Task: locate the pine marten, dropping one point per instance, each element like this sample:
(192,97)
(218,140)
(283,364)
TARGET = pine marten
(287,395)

- Given exercise: Count the lines in the material above that contain the string "pine". Reply with the number alone.

- Answer: 2